* _RECORDED INFORMATION_
+-------+
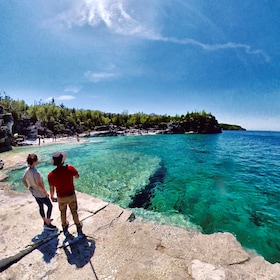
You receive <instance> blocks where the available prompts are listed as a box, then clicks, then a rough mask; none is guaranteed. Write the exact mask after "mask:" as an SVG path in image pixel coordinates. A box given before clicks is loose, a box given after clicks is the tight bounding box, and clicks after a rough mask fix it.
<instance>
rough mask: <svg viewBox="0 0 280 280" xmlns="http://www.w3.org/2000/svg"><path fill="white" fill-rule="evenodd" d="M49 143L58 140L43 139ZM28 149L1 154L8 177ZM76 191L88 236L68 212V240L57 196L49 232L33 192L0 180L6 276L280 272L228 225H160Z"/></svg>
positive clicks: (269, 278) (6, 277)
mask: <svg viewBox="0 0 280 280" xmlns="http://www.w3.org/2000/svg"><path fill="white" fill-rule="evenodd" d="M60 141H77V140H76V139H75V138H71V139H68V138H65V139H61V140H59V142H60ZM60 143H61V142H60ZM44 144H45V145H48V144H55V142H53V141H52V139H45V143H43V145H44ZM25 153H26V152H25ZM25 153H24V155H22V154H20V153H17V154H15V155H14V156H11V155H10V153H3V154H1V155H0V157H1V159H3V160H4V162H5V168H4V169H3V170H1V171H0V172H1V176H2V178H3V177H5V175H4V174H5V169H8V168H10V167H13V166H15V165H21V164H25V157H26V154H25ZM77 197H78V203H79V215H80V218H81V219H82V221H83V224H84V228H83V231H84V233H85V236H84V237H82V238H77V233H76V228H75V226H74V225H73V221H72V218H71V215H70V213H68V214H69V221H70V230H69V231H70V232H71V234H72V235H73V240H72V241H69V240H67V239H66V237H65V236H64V234H63V233H62V231H61V226H60V214H59V210H58V206H57V204H56V203H54V210H53V219H54V220H53V224H55V225H56V226H57V228H58V229H57V231H53V232H49V231H46V230H44V229H43V225H42V220H41V218H40V216H39V213H38V209H37V203H36V201H35V199H34V198H33V197H32V195H31V194H30V193H18V192H15V191H12V190H10V189H9V186H7V185H6V184H5V183H4V182H0V201H1V208H0V230H1V237H0V239H1V242H0V270H1V274H0V278H1V279H5V280H8V279H153V280H154V279H176V280H177V279H195V280H204V279H205V280H206V279H210V280H211V279H213V280H214V279H217V280H218V279H256V280H269V279H271V280H276V279H280V264H270V263H269V262H267V261H265V260H264V258H263V257H261V256H257V255H256V254H254V253H252V252H248V251H246V250H245V249H244V248H242V247H241V245H240V244H239V243H238V242H237V240H236V239H235V237H234V236H233V235H232V234H230V233H216V234H211V235H203V234H201V233H199V232H196V231H187V230H185V229H181V228H177V227H172V226H167V225H159V224H156V223H154V222H149V221H143V220H141V219H139V218H138V217H134V215H133V213H132V212H131V211H129V210H127V209H122V208H120V207H119V206H117V205H114V204H110V203H107V202H105V201H102V200H100V199H97V198H94V197H91V196H89V195H86V194H83V193H77Z"/></svg>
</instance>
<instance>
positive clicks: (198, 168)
+-------+
* _TASK STATEMENT_
Without including the pictures, return each record above exactly as it stands.

* _ANSWER SPACE_
You receive <instance> blocks where the available prompts are listed as a box, then clicks, then a rough mask; none is guaranteed. Write the exact mask after "mask:" as an SVG path in image pixel coordinates. A box given before clicks is loose, a box given after clicks is the tight bounding box, and clicks after a rough mask fix it.
<instance>
rough mask: <svg viewBox="0 0 280 280" xmlns="http://www.w3.org/2000/svg"><path fill="white" fill-rule="evenodd" d="M49 143L58 140L43 139ZM28 149L1 154L8 177ZM76 191L88 236L68 212V240L57 196L49 232L33 192L0 180L6 276L280 272L228 225H160Z"/></svg>
positive clicks: (269, 278) (6, 277)
mask: <svg viewBox="0 0 280 280" xmlns="http://www.w3.org/2000/svg"><path fill="white" fill-rule="evenodd" d="M60 141H77V140H76V139H75V138H71V139H68V138H65V139H61V140H59V142H60ZM60 143H61V142H60ZM44 144H45V145H48V144H55V142H53V141H52V139H45V143H43V145H44ZM25 153H26V152H25ZM25 153H24V155H22V154H20V153H17V154H15V155H14V156H11V155H10V153H3V154H1V155H0V157H1V159H3V160H4V162H5V168H4V169H3V170H1V171H0V172H1V176H2V178H3V177H5V175H4V174H5V169H8V168H10V167H13V166H15V165H21V164H25V157H26V154H25ZM77 197H78V203H79V215H80V218H81V219H82V221H83V224H84V228H83V231H84V233H85V236H84V237H82V238H77V233H76V228H75V226H74V225H73V221H72V218H71V215H70V213H68V214H69V221H70V230H69V231H70V232H71V234H72V235H73V240H72V241H69V240H67V239H66V237H65V236H64V234H63V233H62V231H61V226H60V214H59V210H58V206H57V204H56V203H54V210H53V219H54V220H53V224H55V225H56V226H57V228H58V229H57V231H53V232H49V231H46V230H44V229H43V225H42V220H41V218H40V216H39V213H38V209H37V203H36V201H35V199H34V198H33V197H32V195H31V194H30V193H18V192H15V191H12V190H10V189H9V186H7V185H6V184H5V183H4V182H0V201H1V208H0V230H1V237H0V239H1V242H0V270H1V274H0V278H1V279H5V280H8V279H153V280H154V279H176V280H177V279H195V280H204V279H205V280H206V279H210V280H211V279H213V280H214V279H217V280H218V279H256V280H269V279H271V280H276V279H280V264H270V263H269V262H267V261H265V260H264V258H263V257H261V256H257V255H256V254H254V253H252V252H248V251H246V250H245V249H244V248H242V247H241V245H240V244H239V243H238V242H237V240H236V239H235V237H234V236H233V235H232V234H230V233H216V234H211V235H203V234H201V233H199V232H196V231H187V230H185V229H181V228H177V227H172V226H167V225H159V224H156V223H154V222H149V221H143V220H141V219H139V218H138V217H134V215H133V213H132V212H131V211H129V210H127V209H122V208H120V207H119V206H117V205H114V204H110V203H107V202H105V201H102V200H100V199H97V198H94V197H91V196H89V195H86V194H83V193H77Z"/></svg>
</instance>
<instance>
positive clicks: (198, 168)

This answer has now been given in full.